Material provided
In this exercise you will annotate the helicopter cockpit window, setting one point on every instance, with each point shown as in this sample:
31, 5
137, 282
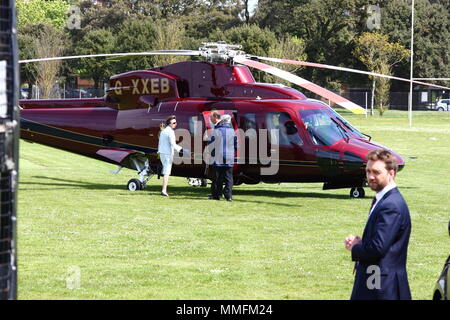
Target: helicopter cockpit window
194, 126
347, 124
322, 129
287, 129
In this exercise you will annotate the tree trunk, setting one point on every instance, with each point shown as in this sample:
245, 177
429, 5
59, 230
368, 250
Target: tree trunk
372, 98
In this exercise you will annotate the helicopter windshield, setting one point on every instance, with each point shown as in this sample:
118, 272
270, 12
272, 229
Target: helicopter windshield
321, 127
347, 124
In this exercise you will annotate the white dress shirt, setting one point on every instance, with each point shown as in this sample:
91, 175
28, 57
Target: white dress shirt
381, 194
167, 143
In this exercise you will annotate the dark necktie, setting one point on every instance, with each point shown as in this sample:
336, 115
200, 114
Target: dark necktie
374, 200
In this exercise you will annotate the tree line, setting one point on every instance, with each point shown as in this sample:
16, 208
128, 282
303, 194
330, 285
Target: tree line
371, 35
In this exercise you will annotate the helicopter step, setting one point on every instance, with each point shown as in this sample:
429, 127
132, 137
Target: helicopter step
197, 182
357, 193
141, 164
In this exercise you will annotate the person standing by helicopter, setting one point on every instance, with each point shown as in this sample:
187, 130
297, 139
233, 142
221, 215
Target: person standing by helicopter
166, 147
224, 146
215, 119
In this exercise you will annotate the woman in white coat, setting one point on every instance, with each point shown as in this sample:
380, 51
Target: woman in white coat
166, 148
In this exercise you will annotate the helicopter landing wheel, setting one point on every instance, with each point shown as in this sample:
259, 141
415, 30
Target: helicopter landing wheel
134, 184
357, 193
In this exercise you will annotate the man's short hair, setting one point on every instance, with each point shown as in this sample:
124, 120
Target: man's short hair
386, 156
215, 115
169, 119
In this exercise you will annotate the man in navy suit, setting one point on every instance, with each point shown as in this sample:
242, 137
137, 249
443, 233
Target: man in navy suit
381, 253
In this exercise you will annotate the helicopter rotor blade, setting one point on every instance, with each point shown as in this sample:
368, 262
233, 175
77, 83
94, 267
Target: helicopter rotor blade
149, 53
327, 66
341, 101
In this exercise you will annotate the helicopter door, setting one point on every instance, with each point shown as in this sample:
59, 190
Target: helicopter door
323, 133
208, 132
286, 140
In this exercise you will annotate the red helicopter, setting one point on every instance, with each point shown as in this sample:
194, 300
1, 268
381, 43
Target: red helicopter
283, 136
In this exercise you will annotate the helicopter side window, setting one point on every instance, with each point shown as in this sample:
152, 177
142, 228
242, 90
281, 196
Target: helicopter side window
194, 126
287, 129
322, 129
248, 121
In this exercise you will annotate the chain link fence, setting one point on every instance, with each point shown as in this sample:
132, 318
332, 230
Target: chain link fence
9, 133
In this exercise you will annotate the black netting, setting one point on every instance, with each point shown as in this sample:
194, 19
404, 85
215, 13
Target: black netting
8, 149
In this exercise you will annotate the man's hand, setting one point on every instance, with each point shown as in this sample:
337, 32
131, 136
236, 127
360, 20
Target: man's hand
350, 241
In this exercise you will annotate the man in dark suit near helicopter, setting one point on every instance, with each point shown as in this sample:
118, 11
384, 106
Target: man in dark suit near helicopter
224, 145
381, 253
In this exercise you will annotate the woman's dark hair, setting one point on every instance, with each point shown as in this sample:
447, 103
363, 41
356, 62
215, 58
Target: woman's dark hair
169, 119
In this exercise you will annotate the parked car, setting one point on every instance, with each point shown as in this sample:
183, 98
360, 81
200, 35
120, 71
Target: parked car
443, 105
441, 289
76, 93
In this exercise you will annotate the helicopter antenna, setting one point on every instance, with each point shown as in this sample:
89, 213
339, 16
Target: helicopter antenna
220, 51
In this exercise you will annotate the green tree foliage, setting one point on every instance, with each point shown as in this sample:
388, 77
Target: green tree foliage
431, 34
40, 11
379, 55
28, 71
328, 28
170, 35
136, 36
48, 43
97, 69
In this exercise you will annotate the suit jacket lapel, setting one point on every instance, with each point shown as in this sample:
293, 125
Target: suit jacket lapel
374, 213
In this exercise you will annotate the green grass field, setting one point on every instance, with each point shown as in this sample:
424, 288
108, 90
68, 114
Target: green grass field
281, 241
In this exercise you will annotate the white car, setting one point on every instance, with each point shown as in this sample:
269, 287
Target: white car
443, 105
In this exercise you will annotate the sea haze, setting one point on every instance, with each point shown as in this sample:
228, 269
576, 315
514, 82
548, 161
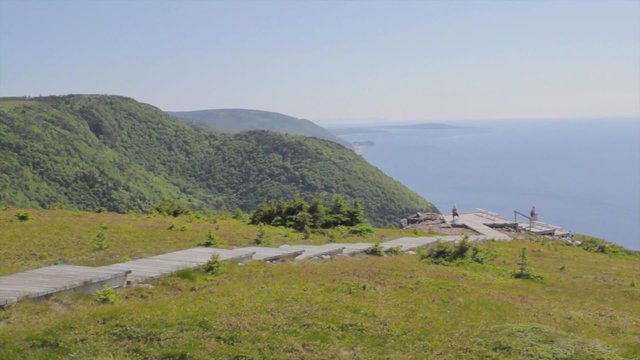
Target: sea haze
581, 174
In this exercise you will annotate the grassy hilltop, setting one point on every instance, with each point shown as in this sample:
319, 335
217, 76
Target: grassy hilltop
93, 151
365, 307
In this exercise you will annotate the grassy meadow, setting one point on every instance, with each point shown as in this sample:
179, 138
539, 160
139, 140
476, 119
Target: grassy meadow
364, 307
70, 236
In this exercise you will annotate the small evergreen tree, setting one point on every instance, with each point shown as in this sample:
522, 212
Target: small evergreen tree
211, 240
318, 213
214, 265
355, 214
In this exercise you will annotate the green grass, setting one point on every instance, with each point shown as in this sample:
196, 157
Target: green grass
67, 236
365, 307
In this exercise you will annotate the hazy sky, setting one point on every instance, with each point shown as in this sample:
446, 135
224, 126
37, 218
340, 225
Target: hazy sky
404, 60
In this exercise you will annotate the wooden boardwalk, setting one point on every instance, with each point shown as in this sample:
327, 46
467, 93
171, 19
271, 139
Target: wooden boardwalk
57, 278
162, 265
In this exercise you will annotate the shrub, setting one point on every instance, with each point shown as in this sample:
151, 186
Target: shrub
211, 241
446, 253
101, 241
172, 208
187, 274
597, 245
524, 272
106, 295
361, 230
24, 216
261, 238
214, 265
393, 251
375, 250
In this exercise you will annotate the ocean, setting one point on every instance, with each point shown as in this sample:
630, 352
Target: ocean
581, 174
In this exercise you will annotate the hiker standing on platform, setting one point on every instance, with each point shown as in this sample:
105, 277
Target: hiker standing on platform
454, 213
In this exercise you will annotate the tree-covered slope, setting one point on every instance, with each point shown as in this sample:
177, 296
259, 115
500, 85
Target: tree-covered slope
91, 151
232, 121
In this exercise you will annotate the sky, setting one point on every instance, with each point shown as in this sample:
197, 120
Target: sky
332, 61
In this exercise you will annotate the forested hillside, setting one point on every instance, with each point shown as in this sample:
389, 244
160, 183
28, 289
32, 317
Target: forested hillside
232, 121
93, 151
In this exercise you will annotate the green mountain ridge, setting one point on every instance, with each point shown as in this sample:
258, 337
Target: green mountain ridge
231, 121
92, 151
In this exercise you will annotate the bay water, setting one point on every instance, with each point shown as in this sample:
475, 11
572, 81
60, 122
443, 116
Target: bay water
581, 174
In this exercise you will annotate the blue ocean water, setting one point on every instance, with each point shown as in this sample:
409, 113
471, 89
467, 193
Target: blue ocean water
583, 175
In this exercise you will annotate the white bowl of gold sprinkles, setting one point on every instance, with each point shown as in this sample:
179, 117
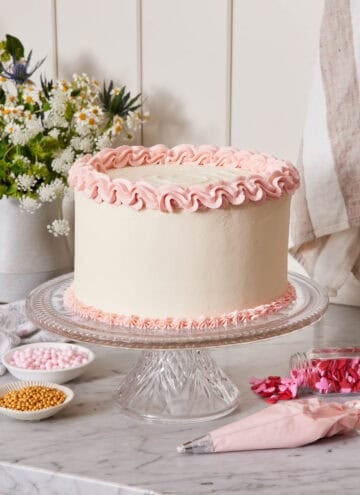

The problem
Give back the records above exactly. Pictures stay out.

Output for this task
In this exercise you will annotate the helicopter cockpit window, setting one point on every instance, with each point shown as in this sample:
31, 5
137, 282
Target: helicopter cockpit window
194, 126
347, 124
322, 129
287, 129
In this exercise you will annotate the tree trunk, setting one point on every instance, with each point shown as in this sample:
245, 177
429, 5
59, 230
368, 250
Target: tree trunk
372, 98
In this exercise you will annotate the helicopter windshield, setting one point on every instance, with each point shown as in this sample:
118, 272
270, 12
272, 229
Target: helicopter windshield
321, 127
347, 124
In this exercise you will annotate the white dress shirt, setting one point on every instance, with each point shown as in this sample:
91, 175
28, 57
Target: white dress shirt
381, 194
167, 143
In this exercise you will annotate the dark necktie, setting one point on every instance, with each point shown as in this sample:
336, 115
200, 114
Target: dark necktie
374, 200
In this exercise you will annotate the tree line, setting one point on every instance, with each point shown as in this sample:
16, 208
128, 282
303, 194
330, 285
Target: tree line
371, 35
In this exercise you will annotate the helicopter step, setting one point on every instance, with each point shown as in this sample:
429, 127
132, 137
Target: helicopter step
197, 182
357, 193
141, 164
In this exercise you will annotate the person standing by helicopter, setting one point on every instance, with each point shown as in this sample:
187, 130
297, 139
233, 142
221, 215
Target: person standing by helicopter
166, 147
224, 146
215, 119
In this exercise you will annotate the woman in white coat, setting one point on every instance, with each point shown as in this sample:
380, 51
Target: woman in white coat
166, 148
In this exercise you will annotate the helicopter landing wheel, setting one point on every instance, with each point shown as in this sample:
259, 141
415, 30
Target: helicopter landing wheel
134, 184
357, 193
In this exercise you will annotate the man's short hair, setting one point on every instance, with each point shown as in this sample:
124, 120
Target: man's short hair
386, 156
215, 115
169, 119
In this exercise you will annotate the man in navy suit, setting one point on every instance, with each point shown as in this sample:
242, 137
137, 249
443, 233
Target: man in navy suit
381, 253
In this exercise you will annotate the helicopter rotor blade, setting one point on every instance, with each point shown as in this sample:
368, 262
233, 175
77, 83
94, 267
Target: helicopter rotor blade
149, 53
327, 66
341, 101
In this exercise you will annotate the helicopter door, setting one point on every instance, with each point shown as in this sample:
59, 190
Target: helicopter door
323, 133
208, 132
286, 140
In this exercise you will annotate the red helicopter, setting one point on every instance, with each point shown as in this sample:
194, 300
1, 268
381, 43
Target: red helicopter
283, 136
In this exercise you will annotate the helicopter side window, setting one point on every instance, with each point shown as in this sample:
152, 177
142, 228
242, 90
281, 196
Target: helicopter side window
194, 126
287, 129
322, 129
248, 121
In this exercise you will annotate the chain link fence, setting one point on every instance, with each point shown as in this sample:
132, 318
332, 230
Target: chain link fence
9, 133
In this exercise you will annotate the black netting, setting one point on every instance, with each point shown as in this sample:
194, 19
404, 85
215, 13
Target: black netting
8, 149
In this exercise you will annotate the man's hand, setting one point on every instance, with each point shown as in this sample:
337, 32
131, 136
236, 127
360, 20
Target: man's hand
350, 241
In this exercise you will annotate the man in dark suit near helicopter, setting one point on every instance, with each point shown as in this sample:
118, 11
384, 106
Target: man in dark suit near helicopter
224, 145
381, 253
In this exercise you will annotate the woman's dark hair, setting one point on every instance, with each point shown as in this sample:
447, 103
363, 41
356, 62
215, 58
Target: woman's dark hair
169, 119
In this exercise you will annotate the parked car, setting one point on every instance, with each point shown as in this sample:
183, 98
360, 81
200, 35
120, 71
Target: parked car
443, 105
441, 289
76, 93
In this exercise you will annotate the helicopter antenna, setting one point on every instance, with each point shown as in this sample:
89, 213
339, 16
Target: helicopter antenna
220, 51
In this exercise you will annotate the green tree foliage, setting one point on every instance, with each point shown as in this sample:
388, 77
Target: green tree foliage
431, 34
40, 11
379, 55
28, 71
328, 28
170, 35
136, 36
48, 43
97, 69
In this exercise you will annotate the suit jacket lapel, setting one point on every instance, with each point shown as in this sample:
293, 125
Target: suit jacket lapel
374, 213
In this exercise you will annotate the green grass field, setting one point on every instance, with each point shown as in this sample:
424, 288
108, 90
68, 114
Target: green grass field
281, 241
In this exercise you will annotate the white car, setting one point on every instance, with each point shown as in this sample:
269, 287
Target: white car
443, 105
In this exercise you will annotate the sea haze, setting one point on every instance, with each point shown as in this sample:
228, 269
576, 315
514, 82
548, 161
Target: sea haze
581, 174
In this exercise you will annotate the grassy hilltop, setting one point on every instance, with each point shown as in this sample:
319, 335
217, 76
Target: grassy hilltop
93, 151
365, 307
In this exercise you will annotate the grassy meadow, setting one point on every instance, with each point shown as in this sample:
179, 138
539, 160
139, 140
476, 119
Target: grassy meadow
364, 307
70, 236
In this exercise you will annotate the small evergreen tree, setting one point on every instance, with each point shown as in this sample:
522, 212
Target: small evergreen tree
211, 240
318, 213
214, 265
355, 214
In this exercise you will annotate the green grass, setting one point on every instance, with each point shown as in this sample:
196, 157
Target: green grass
67, 236
365, 307
In this exercise you will annotate the hazy sky, setting one point on every instance, with each point shown as in this sample:
446, 135
224, 126
37, 218
340, 225
Target: hazy sky
404, 60
In this exercise you will annotate the wooden boardwalk, setting one point on every instance, with each point shown as in this sample:
327, 46
467, 93
171, 19
271, 139
Target: wooden boardwalk
57, 278
162, 265
In this exercise you will annotate the shrub, setting one point on every instance, with each point shown as in this sample:
151, 186
Target: shrub
211, 241
446, 253
101, 241
172, 208
187, 274
597, 245
524, 272
106, 295
361, 230
24, 216
261, 238
214, 265
393, 251
375, 250
In this exercise you will annotate the ocean, setting one point on every instance, with each point shown as in this sample:
630, 352
Target: ocean
581, 174
In this exercise you will annotate the hiker standing on platform, setting one point on every instance, with each point shown as in this sample:
105, 277
Target: hiker standing on platform
454, 213
In this exercise you will annotate the tree-covered slope, setting one point on every instance, with each point shown as in this sample:
177, 296
259, 115
500, 85
Target: tree-covered slope
91, 151
232, 121
In this exercise you will annotate the sky, setting one point on every instance, with each point shown as in this sample:
197, 120
Target: sky
332, 61
In this exercise you will annotate the forested hillside, setting one point on every instance, with each point shown as in this sample:
389, 244
160, 183
28, 289
32, 317
Target: forested hillside
232, 121
93, 151
In this exercise you will annotate the green mountain ridge, setting one point on every instance, with each point shown as in this sample:
258, 337
Target: green mountain ridge
231, 121
92, 151
In this exercise you will annotate the bay water, setting one point on every instance, with each point shown as in this sample:
475, 11
572, 81
60, 122
443, 116
Target: bay water
581, 174
In this exercise you will annotate the blue ocean water, setting one point on every instance, with each point shown as in this sample:
409, 113
471, 89
467, 193
Target: blue ocean water
583, 175
In this exercise you will annotate the white bowl of gold sprinkles, setting one point on every instance, with each point shown as in this sample:
179, 117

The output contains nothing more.